■ CONSIGNA DE TRABAJO 1:
Responde según el texto sobre las elecciones intermedias:
(a) ¿Qué partido perdió la mayoría en la Cámara de Diputados en las elecciones de 1997?
(b) ¿Desde qué año se han analizado prácticamente las elecciones intermedias como un referéndum?
(c) ¿De qué candidatos dice el texto que están altamente influidas las elecciones intermedias?
■ CONSIGNA DE TRABAJO 2: Duplica el pasaje del texto sobre las elecciones intermedias que empieza en las palabras "Las elecciones intermedias son vistas" y termina después de "los partidos políticos).".

■ FRAGMENTO:
◆ ◆ ◆ ◆ ◆ ◆ ◆

De manera cíclica nuestro país acude a las elecciones como si fuera a la guerra. “La madre de todas las batallas”, “elección histórica”, “justa inédita”, suelen ser las palabras que acompañan a las elecciones intermedias. Es un resabio, me atrevo a pensar, de las elecciones de 1997, en las que el PRI perdió la mayoría en la Cámara de Diputados y se pavimentó el camino a la alternancia política en el Poder Ejecutivo.
Las elecciones intermedias son vistas como un referéndum o evaluación de medio término al gobierno en turno. Así se han analizado prácticamente desde 1991, con énfasis en 2003 y 2009, cuando el PRI regresó de una derrota previa. Lo cierto es que las elecciones intermedias son más una expresión local –altamente influida por los candidatos a gobernador y alcalde– que un referéndum. Prueba de ello es que en algunas entidades los partidos en la oposición tienen oportunidad de hacerse con la victoria cuando, a escala nacional, la correlación de fuerzas que emanó de la elección de 2018 se ha movido muy poco (es decir, hoy Morena tiene el respaldo suficiente con el resto de los partidos políticos).

◆ ◆ ◆ ◆ ◆ ◆ ◆

■ LOS DATOS:
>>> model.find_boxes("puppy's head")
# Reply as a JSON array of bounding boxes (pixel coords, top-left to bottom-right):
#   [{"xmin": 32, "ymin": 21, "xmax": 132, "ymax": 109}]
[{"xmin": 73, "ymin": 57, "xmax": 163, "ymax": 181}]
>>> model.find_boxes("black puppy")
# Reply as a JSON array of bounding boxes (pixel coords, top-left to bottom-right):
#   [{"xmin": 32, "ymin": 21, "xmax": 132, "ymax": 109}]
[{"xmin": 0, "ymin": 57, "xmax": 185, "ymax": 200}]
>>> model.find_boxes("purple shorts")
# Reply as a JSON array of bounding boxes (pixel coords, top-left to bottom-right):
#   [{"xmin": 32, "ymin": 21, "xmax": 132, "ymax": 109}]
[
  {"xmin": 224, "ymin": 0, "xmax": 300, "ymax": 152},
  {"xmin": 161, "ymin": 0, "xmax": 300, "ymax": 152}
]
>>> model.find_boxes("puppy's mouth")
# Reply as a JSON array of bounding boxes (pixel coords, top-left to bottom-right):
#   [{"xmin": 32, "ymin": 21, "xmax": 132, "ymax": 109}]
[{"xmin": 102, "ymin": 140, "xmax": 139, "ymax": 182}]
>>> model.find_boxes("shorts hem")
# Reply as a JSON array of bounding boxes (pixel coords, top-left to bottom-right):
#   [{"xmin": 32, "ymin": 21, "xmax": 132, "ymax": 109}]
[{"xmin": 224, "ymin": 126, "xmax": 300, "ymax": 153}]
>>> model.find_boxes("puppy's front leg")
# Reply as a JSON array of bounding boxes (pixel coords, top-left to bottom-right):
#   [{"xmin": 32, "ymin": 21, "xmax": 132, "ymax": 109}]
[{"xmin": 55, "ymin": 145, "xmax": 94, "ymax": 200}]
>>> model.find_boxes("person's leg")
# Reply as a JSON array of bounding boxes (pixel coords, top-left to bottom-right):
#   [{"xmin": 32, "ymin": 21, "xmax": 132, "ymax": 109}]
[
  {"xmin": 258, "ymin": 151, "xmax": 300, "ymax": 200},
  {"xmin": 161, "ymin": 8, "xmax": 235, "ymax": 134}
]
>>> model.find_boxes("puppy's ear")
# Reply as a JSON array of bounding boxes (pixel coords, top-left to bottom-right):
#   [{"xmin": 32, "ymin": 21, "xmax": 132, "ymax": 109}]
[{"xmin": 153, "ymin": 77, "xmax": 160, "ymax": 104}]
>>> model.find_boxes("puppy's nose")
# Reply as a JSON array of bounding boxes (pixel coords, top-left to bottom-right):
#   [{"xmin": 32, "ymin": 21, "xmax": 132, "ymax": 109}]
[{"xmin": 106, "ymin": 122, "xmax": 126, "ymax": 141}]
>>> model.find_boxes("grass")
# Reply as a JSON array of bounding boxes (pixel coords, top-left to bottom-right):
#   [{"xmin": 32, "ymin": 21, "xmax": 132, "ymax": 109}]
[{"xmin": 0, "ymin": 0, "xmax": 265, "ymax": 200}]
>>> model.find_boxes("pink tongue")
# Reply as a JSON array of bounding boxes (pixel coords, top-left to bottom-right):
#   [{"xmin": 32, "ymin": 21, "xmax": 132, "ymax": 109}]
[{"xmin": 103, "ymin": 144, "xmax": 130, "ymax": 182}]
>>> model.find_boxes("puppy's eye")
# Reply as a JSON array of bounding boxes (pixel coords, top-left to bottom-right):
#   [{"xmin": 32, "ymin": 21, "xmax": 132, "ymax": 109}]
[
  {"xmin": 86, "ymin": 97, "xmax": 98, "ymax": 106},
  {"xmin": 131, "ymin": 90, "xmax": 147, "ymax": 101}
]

◆ ◆ ◆ ◆ ◆ ◆ ◆

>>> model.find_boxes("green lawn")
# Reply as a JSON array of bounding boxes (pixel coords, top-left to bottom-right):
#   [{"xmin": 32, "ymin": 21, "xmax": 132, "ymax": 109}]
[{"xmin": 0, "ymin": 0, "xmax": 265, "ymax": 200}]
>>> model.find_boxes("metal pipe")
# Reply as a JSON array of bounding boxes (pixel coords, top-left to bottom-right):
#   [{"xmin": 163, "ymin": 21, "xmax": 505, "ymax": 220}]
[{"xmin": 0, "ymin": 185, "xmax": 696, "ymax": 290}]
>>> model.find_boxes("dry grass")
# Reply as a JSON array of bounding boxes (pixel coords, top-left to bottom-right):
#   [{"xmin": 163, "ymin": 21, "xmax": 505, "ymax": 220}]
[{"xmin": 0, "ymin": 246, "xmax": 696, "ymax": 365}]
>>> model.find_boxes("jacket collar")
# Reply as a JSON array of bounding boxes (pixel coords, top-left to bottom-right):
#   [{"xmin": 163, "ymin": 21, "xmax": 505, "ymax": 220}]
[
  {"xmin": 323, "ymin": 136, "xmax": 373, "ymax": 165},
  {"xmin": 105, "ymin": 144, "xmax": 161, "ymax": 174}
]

◆ ◆ ◆ ◆ ◆ ◆ ◆

■ SOLUCIÓN DESARROLLADA 1:
(a) El PRI.
(b) Desde 1991.
(c) De los candidatos a gobernador y alcalde.

■ SOLUCIÓN DESARROLLADA 2:
Las elecciones intermedias son vistas como un referéndum o evaluación de medio término al gobierno en turno. Así se han analizado prácticamente desde 1991, con énfasis en 2003 y 2009, cuando el PRI regresó de una derrota previa. Lo cierto es que las elecciones intermedias son más una expresión local –altamente influida por los candidatos a gobernador y alcalde– que un referéndum. Prueba de ello es que en algunas entidades los partidos en la oposición tienen oportunidad de hacerse con la victoria cuando, a escala nacional, la correlación de fuerzas que emanó de la elección de 2018 se ha movido muy poco (es decir, hoy Morena tiene el respaldo suficiente con el resto de los partidos políticos).